» TEXT BLOCK:
※
In one of the greatest scenes of Western literature, the enraged warrior, Achilles, unbeaten and unbeatable, stands outside his tent on the beach of Troy, while three ambassadors beg him to rejoin the battle.  Achilles, unmoved by their arguments and their tears, answers, “I hate that man like the very Gates of Death who says one thing but hides another in his heart.  So I will say it outright.  Will Agamemnon win me over?  Not for all the world…Not now that he has torn my honor from my hands.”
It is a shockingly powerful passage—shocking and heart-wrenching—but also somewhat confusing.  After all, we moderns have to ask ourselves, how could anyone steal another man’s honor?  Well, scholars have written whole books on the topic, but the long and short of it is this: The Greeks of the Bronze Age measured their honor in stuff and in reputation: time´ and kleos were the words they used—sometimes you hear it translated “honor and glory”.
Time´ was measured in stuff.  The more stuff you had, the more honor.  And if someone took your stuff, they literally took your honor.  If someone stole a Greek hero’s cow, they stole one cow’s worth of honor.  Similarly kleos (or glory) was determined by popular opinion.  So if someone insulted a Greek warrior in public, he literally damaged that man’s glory.
So when Agamemnon, the general of the Greeks, publicly seizes Achilles’ slave-girl, he literally steals one slave worth of honor, and Achilles never gets over it.  Because honor is a zero-sum game.  The more of it you get, the less I have.
※
» MATERIAL SUPPLIED:
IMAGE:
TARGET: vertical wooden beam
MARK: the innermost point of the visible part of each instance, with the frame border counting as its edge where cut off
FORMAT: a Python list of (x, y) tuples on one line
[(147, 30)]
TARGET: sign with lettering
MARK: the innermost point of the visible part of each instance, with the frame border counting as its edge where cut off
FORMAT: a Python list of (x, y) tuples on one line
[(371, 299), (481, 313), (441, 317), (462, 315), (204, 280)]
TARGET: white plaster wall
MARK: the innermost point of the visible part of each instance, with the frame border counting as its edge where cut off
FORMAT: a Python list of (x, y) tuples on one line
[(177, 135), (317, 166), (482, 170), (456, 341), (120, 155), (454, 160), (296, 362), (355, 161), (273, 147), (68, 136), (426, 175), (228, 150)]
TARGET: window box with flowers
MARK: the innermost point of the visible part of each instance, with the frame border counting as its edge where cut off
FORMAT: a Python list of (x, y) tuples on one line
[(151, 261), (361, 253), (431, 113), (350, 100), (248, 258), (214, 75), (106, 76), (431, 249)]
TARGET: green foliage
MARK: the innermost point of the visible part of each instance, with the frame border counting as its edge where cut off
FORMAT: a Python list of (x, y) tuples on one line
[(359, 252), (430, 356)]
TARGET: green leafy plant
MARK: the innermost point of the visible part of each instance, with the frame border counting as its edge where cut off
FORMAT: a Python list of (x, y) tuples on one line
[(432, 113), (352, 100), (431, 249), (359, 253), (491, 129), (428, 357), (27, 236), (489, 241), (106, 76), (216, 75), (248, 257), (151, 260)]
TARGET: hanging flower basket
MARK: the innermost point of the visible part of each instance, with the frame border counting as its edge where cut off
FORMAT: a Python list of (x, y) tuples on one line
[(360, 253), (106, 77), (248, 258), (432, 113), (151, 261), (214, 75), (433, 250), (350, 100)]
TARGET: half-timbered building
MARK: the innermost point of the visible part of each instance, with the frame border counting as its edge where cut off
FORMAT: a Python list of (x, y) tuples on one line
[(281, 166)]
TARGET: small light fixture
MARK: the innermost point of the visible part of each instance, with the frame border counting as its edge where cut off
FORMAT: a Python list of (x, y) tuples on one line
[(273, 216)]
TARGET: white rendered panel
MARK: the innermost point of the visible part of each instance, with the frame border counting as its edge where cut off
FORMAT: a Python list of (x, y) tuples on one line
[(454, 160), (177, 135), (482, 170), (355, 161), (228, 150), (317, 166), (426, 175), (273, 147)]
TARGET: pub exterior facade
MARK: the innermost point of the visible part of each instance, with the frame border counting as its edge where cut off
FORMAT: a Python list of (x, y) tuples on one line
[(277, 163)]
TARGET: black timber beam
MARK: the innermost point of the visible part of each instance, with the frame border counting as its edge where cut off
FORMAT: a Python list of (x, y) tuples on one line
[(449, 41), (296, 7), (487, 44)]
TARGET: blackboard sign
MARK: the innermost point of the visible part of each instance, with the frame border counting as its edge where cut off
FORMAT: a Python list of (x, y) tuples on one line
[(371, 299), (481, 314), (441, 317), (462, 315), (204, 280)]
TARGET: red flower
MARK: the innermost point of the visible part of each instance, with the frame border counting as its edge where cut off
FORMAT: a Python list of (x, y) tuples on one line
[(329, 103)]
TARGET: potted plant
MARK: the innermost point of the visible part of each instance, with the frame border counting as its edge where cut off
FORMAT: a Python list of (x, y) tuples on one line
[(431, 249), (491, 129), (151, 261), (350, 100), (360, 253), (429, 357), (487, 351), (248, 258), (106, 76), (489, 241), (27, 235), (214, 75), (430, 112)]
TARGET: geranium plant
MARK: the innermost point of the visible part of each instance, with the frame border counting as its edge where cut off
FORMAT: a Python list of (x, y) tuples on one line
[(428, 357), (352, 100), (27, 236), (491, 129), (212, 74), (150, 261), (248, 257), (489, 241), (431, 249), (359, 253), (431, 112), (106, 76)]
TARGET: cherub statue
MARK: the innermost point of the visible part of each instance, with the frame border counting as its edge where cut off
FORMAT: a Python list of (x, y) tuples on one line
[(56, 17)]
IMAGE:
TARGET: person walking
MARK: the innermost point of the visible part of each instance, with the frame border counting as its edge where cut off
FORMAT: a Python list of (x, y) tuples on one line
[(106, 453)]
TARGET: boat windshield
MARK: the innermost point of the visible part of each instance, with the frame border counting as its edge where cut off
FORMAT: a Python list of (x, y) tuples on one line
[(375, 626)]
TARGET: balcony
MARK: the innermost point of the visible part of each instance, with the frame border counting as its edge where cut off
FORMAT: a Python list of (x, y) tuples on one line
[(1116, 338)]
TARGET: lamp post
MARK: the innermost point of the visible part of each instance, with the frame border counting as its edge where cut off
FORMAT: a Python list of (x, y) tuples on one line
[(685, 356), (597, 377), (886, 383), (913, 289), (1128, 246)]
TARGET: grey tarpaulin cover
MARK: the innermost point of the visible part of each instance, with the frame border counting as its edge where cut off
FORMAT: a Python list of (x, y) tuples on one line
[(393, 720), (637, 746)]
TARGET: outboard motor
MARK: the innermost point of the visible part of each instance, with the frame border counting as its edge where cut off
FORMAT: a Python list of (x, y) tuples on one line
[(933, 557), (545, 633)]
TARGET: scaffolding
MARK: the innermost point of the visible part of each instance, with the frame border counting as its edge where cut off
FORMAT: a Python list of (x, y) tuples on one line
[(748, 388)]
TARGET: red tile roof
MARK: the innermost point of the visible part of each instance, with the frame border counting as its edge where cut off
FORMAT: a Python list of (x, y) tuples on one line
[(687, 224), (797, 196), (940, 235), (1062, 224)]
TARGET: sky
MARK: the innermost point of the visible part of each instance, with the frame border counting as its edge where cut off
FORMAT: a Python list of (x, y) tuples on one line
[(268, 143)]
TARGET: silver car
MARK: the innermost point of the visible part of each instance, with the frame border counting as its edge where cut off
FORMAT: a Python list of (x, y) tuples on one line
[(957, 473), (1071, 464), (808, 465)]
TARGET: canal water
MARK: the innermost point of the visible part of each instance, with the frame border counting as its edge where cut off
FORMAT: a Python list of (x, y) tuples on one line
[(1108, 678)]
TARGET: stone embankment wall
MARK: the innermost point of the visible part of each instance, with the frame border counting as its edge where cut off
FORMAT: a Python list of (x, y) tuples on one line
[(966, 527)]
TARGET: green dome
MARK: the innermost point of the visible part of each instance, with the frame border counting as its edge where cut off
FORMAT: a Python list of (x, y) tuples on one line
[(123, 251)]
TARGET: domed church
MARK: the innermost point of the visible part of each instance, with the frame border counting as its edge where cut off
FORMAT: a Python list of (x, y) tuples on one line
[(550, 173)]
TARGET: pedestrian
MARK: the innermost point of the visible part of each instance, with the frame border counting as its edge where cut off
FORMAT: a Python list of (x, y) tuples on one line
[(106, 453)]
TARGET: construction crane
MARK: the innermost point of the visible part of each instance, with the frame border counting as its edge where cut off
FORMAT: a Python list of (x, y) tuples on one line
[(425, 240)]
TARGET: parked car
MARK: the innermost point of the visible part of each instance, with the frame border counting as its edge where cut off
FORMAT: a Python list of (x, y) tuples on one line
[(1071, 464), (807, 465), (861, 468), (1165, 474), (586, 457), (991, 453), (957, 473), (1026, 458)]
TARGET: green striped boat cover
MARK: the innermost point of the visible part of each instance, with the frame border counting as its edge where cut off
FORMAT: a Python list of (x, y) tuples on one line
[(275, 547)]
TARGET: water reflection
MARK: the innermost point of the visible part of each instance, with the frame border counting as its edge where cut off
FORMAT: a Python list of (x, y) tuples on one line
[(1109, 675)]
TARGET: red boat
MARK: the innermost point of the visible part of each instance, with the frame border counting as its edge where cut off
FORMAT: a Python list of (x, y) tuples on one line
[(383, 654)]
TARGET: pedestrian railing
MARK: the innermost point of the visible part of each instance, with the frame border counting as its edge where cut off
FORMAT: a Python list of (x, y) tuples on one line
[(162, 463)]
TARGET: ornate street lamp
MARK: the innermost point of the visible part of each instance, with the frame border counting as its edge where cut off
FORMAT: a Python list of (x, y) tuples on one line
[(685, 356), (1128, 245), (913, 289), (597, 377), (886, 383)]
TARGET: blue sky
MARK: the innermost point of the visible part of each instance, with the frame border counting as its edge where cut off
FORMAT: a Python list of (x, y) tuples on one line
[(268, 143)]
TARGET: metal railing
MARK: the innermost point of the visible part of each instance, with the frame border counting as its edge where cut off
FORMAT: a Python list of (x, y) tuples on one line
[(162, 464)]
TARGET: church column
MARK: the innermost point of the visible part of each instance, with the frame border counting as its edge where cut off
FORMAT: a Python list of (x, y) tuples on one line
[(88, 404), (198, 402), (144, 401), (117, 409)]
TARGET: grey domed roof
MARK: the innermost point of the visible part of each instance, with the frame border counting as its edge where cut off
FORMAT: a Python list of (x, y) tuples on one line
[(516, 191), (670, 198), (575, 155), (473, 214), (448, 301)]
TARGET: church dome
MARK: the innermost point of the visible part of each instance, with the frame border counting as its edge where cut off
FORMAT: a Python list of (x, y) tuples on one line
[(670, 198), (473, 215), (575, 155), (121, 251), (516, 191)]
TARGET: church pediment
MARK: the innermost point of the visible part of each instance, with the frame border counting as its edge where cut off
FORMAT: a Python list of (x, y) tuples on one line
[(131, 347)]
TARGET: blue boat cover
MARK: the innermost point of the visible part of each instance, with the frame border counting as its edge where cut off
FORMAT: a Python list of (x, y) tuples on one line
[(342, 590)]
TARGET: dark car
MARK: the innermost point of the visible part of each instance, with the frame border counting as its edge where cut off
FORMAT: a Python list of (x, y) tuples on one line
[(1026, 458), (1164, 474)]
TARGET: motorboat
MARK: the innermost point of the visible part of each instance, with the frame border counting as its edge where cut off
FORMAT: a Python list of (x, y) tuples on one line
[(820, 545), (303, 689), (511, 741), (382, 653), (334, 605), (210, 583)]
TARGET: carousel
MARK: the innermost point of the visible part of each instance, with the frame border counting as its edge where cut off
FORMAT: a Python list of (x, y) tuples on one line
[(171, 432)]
※
» WORK INSTRUCTIONS: From the passage on Achilles and Greek honor, write out the section starting with "Time´ was measured" and going on through "less I have.".

» SOLUTION TO THIS EXERCISE:
Time´ was measured in stuff.  The more stuff you had, the more honor.  And if someone took your stuff, they literally took your honor.  If someone stole a Greek hero’s cow, they stole one cow’s worth of honor.  Similarly kleos (or glory) was determined by popular opinion.  So if someone insulted a Greek warrior in public, he literally damaged that man’s glory.
So when Agamemnon, the general of the Greeks, publicly seizes Achilles’ slave-girl, he literally steals one slave worth of honor, and Achilles never gets over it.  Because honor is a zero-sum game.  The more of it you get, the less I have.